◆ **TASK DESCRIPTION**
Locate every line in the data below that contains the word "left" and copy each one. Case counts.

◆ **TASK INPUTS**
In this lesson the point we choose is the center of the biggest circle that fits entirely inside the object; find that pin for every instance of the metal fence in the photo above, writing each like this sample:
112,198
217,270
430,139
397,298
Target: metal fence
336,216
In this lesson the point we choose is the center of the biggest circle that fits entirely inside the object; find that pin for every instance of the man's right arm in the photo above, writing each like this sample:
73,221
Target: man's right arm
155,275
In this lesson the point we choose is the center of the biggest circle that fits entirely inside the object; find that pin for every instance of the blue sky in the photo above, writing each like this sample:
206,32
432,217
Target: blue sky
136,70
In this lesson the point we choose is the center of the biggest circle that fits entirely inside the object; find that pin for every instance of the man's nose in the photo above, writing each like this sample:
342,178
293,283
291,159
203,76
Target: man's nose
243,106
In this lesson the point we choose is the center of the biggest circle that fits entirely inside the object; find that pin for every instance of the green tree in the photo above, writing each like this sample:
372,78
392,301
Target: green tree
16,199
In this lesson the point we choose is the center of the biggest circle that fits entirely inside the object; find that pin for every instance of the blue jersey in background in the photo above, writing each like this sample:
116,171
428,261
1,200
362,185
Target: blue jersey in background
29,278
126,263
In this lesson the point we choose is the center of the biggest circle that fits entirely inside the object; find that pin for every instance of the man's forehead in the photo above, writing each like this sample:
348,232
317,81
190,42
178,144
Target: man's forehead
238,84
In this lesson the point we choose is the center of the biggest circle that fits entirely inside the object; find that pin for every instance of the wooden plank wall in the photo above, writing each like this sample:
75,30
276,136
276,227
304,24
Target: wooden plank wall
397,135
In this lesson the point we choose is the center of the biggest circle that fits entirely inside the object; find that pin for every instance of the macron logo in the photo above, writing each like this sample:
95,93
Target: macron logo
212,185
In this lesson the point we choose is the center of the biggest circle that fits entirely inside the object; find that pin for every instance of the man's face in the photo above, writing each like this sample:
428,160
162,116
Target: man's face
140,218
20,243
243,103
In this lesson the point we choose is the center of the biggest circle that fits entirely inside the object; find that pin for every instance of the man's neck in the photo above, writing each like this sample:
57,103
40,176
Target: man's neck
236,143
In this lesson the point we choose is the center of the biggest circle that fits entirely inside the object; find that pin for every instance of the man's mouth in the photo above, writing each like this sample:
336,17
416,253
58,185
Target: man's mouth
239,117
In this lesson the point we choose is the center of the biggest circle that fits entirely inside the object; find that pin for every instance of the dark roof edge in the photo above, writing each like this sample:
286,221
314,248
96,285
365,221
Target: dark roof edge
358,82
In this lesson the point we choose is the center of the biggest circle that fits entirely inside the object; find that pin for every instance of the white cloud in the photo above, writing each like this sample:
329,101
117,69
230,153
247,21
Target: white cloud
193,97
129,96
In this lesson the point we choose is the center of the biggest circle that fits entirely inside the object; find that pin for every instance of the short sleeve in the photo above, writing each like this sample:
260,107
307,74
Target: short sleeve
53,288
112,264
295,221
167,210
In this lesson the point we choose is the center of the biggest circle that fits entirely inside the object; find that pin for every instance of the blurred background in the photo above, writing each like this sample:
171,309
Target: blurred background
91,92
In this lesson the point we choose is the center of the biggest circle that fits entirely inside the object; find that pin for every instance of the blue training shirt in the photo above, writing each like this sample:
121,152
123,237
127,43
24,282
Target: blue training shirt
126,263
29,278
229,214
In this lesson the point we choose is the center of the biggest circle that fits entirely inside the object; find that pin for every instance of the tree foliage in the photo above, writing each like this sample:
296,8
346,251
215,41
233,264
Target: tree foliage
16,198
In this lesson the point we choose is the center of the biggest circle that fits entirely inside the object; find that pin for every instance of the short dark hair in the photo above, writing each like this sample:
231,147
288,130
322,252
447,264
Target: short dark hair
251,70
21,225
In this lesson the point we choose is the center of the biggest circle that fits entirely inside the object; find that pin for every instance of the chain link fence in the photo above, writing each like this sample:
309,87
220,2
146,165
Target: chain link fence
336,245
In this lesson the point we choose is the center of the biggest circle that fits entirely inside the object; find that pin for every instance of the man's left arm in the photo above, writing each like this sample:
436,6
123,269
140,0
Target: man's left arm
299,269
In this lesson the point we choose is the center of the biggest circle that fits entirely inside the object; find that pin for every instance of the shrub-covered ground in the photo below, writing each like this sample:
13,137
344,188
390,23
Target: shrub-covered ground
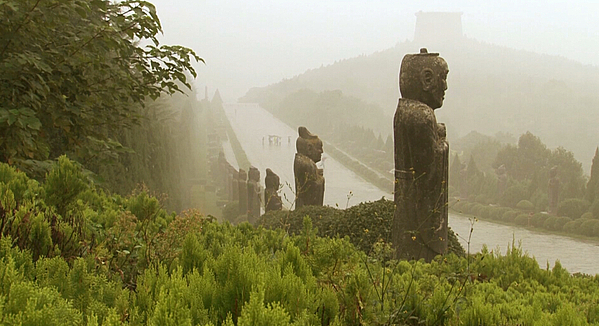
73,255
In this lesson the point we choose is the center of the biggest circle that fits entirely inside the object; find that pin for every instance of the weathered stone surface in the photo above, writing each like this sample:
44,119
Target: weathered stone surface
553,190
421,159
242,184
501,180
253,193
309,179
271,192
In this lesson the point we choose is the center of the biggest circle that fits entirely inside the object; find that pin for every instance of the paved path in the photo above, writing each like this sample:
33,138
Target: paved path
251,123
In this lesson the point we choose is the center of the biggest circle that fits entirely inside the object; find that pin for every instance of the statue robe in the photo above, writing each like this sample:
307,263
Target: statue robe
421,174
309,182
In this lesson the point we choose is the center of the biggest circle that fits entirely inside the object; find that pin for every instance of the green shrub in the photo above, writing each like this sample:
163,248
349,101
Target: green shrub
231,211
525,205
365,224
522,219
539,200
572,208
514,194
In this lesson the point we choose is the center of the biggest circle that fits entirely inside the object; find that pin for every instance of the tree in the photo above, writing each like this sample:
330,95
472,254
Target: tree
523,161
71,71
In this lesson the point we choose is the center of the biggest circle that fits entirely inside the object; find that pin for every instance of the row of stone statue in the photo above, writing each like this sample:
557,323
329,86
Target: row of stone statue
421,164
246,189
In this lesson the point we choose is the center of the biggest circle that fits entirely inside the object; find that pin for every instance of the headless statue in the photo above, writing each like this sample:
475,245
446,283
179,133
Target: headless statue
271,193
253,193
309,179
242,190
421,159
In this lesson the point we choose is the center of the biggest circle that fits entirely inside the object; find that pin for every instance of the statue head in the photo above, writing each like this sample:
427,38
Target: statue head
242,174
309,144
272,180
423,77
254,174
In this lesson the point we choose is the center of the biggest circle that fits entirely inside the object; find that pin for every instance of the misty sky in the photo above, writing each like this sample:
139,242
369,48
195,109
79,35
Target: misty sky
249,43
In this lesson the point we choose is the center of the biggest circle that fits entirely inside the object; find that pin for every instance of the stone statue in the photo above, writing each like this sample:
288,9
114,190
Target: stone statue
242,184
309,179
235,184
271,193
253,194
553,190
501,180
421,159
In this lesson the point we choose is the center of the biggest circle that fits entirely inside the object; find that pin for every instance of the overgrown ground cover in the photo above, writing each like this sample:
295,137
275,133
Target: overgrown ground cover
73,255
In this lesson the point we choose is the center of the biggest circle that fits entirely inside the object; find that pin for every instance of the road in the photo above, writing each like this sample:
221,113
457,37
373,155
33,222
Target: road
344,188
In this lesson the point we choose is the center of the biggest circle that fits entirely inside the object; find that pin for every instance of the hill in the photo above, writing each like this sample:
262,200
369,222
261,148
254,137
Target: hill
491,89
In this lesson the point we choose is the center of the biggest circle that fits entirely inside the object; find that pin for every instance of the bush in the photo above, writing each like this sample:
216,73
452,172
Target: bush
572,208
513,195
365,224
525,205
539,200
231,211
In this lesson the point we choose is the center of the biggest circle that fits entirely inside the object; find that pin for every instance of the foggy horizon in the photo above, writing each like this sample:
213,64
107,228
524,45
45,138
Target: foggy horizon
258,43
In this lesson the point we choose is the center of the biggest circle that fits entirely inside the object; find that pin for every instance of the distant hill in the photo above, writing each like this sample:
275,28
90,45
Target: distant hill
491,89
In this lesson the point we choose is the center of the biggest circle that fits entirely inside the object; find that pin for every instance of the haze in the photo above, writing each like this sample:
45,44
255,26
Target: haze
256,43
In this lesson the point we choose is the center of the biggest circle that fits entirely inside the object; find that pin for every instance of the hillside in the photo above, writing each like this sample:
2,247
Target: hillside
491,89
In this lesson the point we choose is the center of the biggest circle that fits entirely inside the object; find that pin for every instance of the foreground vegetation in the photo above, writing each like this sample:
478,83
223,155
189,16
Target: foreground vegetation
73,255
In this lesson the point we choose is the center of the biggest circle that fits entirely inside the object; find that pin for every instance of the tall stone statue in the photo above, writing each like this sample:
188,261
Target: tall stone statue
309,179
501,180
253,193
242,184
553,190
421,159
272,200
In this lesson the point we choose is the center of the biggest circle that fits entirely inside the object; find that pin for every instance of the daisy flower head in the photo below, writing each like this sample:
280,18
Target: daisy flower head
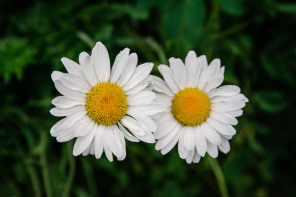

◆ **SOLUTION FOR THIS EXERCISE**
In this lesson the point we choose is the center of the biggest circle that fits entirely inside the object; find that pin for every instance of the man's left arm in the photo above, writing each like this sample:
Target: man's left arm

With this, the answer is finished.